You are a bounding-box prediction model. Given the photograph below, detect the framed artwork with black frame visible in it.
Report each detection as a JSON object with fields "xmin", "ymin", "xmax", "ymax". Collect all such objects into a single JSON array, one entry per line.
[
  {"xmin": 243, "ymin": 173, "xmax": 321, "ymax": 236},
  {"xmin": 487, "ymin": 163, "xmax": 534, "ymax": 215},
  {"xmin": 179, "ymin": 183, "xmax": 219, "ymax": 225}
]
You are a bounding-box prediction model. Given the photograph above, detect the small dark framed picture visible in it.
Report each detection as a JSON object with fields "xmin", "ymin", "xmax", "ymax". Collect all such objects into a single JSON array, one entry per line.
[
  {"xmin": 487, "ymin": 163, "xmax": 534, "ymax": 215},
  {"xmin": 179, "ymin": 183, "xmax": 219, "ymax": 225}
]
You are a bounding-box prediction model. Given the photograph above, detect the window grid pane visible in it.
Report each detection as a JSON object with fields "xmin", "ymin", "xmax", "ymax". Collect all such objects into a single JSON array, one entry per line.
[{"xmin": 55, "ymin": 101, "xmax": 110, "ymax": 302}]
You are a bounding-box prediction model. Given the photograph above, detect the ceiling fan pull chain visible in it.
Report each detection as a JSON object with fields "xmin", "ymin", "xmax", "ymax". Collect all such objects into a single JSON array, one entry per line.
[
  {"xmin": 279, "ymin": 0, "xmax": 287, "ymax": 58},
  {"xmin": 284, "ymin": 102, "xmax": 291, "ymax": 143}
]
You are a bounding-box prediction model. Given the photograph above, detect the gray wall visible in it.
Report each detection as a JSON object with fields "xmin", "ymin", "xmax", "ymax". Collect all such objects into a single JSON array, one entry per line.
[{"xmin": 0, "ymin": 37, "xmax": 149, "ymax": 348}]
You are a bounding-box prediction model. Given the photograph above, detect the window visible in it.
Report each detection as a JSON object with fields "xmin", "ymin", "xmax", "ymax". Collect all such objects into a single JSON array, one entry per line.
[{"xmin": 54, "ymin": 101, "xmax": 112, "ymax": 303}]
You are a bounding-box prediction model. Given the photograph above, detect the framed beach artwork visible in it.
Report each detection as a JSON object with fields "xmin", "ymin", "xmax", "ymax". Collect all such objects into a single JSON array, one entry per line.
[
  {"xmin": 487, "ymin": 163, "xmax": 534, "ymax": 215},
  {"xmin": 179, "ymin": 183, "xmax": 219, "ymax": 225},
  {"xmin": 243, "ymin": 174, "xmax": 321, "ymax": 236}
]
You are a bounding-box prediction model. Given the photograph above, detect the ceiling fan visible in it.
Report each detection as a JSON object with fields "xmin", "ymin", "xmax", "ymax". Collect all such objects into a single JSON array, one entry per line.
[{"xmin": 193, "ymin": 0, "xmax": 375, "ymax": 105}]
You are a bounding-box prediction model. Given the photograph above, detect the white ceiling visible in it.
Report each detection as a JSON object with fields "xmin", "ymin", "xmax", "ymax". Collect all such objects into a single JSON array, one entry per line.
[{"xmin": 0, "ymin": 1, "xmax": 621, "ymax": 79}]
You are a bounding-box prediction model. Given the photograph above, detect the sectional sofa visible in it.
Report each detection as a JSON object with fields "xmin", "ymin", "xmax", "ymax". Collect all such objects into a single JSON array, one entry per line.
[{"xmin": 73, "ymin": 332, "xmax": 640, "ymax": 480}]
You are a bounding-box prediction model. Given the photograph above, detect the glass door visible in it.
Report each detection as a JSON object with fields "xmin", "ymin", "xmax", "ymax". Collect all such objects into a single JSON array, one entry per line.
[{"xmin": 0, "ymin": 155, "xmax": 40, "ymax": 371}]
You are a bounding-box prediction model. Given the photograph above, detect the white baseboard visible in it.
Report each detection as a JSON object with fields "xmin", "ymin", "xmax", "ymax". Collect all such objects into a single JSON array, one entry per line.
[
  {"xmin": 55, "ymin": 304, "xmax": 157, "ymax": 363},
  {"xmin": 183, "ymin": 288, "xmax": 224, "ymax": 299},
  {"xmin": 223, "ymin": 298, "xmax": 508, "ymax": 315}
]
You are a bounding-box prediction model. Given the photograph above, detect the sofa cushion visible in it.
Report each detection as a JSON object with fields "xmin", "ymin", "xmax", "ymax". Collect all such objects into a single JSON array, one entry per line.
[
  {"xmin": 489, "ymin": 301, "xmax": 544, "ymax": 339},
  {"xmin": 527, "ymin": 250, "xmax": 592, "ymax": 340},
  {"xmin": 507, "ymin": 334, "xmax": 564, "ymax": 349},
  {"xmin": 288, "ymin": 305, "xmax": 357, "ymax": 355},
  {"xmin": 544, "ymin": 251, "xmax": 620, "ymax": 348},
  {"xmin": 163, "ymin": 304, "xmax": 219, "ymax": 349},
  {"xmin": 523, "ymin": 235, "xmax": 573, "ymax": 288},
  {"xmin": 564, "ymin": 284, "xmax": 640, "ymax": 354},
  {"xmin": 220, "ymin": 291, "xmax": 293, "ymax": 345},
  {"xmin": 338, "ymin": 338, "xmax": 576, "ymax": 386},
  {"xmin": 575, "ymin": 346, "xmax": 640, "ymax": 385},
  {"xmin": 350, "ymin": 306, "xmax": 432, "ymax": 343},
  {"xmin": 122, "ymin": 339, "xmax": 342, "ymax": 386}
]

□ □ □ □ □ □ □

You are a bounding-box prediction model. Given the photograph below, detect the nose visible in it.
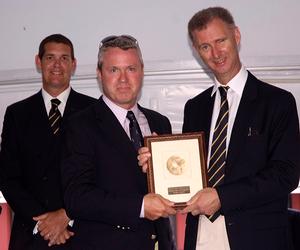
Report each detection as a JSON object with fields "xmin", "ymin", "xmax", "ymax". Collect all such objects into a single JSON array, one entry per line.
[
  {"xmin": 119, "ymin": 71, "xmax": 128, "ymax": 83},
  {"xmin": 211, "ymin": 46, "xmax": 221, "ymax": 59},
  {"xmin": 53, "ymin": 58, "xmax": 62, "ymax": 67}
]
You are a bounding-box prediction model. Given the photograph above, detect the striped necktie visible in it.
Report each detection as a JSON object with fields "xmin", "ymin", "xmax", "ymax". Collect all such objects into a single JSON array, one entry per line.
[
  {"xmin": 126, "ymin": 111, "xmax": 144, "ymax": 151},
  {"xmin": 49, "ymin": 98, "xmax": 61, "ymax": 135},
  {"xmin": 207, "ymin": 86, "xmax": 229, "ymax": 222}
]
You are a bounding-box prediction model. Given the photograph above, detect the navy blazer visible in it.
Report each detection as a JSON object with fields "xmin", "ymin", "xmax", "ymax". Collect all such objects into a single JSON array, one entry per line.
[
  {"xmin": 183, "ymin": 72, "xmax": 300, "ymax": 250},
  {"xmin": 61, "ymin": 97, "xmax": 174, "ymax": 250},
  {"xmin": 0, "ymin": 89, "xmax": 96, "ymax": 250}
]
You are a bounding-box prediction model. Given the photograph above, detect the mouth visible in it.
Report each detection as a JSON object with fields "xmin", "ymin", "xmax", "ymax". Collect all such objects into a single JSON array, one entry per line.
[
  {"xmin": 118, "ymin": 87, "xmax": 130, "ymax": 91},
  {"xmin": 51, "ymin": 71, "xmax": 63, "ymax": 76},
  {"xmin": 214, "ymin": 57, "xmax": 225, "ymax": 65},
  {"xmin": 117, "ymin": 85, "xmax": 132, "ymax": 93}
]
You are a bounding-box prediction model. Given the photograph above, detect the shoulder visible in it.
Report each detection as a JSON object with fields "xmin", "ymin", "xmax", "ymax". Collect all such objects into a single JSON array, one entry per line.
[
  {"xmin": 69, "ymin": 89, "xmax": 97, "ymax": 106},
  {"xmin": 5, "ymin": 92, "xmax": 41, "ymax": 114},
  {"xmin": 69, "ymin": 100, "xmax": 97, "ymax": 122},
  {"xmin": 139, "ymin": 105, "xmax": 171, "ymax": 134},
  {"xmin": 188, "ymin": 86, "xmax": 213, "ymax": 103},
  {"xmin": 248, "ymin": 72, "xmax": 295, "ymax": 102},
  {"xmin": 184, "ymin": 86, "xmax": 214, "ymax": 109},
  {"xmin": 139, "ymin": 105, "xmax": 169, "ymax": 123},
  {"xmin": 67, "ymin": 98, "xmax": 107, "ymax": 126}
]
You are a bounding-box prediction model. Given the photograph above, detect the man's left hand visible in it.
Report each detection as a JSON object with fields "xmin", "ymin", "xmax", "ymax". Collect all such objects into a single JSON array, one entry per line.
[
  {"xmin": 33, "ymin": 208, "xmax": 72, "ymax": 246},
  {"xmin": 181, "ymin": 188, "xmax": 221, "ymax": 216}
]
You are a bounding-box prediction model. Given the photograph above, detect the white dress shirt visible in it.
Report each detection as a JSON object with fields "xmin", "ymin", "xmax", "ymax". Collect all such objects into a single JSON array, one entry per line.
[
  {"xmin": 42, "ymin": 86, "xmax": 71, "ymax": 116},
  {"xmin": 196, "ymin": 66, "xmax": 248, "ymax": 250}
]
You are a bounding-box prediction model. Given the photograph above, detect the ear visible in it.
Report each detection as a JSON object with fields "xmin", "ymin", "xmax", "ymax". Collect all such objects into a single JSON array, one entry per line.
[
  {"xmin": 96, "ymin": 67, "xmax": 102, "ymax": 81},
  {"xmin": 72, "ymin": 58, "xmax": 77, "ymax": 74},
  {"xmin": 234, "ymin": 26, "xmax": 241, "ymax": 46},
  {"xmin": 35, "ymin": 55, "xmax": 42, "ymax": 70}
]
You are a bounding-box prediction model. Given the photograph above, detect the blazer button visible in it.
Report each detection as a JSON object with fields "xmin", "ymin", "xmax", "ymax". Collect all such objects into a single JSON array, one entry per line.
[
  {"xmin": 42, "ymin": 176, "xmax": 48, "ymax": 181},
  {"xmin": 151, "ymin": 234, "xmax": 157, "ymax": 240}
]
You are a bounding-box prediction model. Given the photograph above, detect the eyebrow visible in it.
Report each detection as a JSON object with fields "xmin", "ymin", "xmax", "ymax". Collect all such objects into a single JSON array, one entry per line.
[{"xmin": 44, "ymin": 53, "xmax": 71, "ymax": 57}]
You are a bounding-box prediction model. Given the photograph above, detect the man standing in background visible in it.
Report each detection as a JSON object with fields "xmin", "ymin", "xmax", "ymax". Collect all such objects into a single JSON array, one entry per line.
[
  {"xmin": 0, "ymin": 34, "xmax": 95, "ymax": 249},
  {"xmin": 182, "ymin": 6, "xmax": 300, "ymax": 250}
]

□ □ □ □ □ □ □

### Exercise
Scan the records above for the lines holding "mouth visible in it." and "shoulder visible in it.". Transcribe those two and every line between them word for word, and no others.

### Solution to the exercise
You are a bounding-box prediction model. Given the photograph above, detect the mouth visible in it.
Report each detection as a JSON object with fields "xmin", "ymin", "xmax", "ymax". Collect all such objects into a single JSON array, one entry per line.
[
  {"xmin": 118, "ymin": 87, "xmax": 130, "ymax": 91},
  {"xmin": 51, "ymin": 71, "xmax": 63, "ymax": 76},
  {"xmin": 214, "ymin": 57, "xmax": 225, "ymax": 65},
  {"xmin": 117, "ymin": 85, "xmax": 132, "ymax": 93}
]
You are a bounding-box prediction model. Given the photograph above, detect the shoulder visible in it.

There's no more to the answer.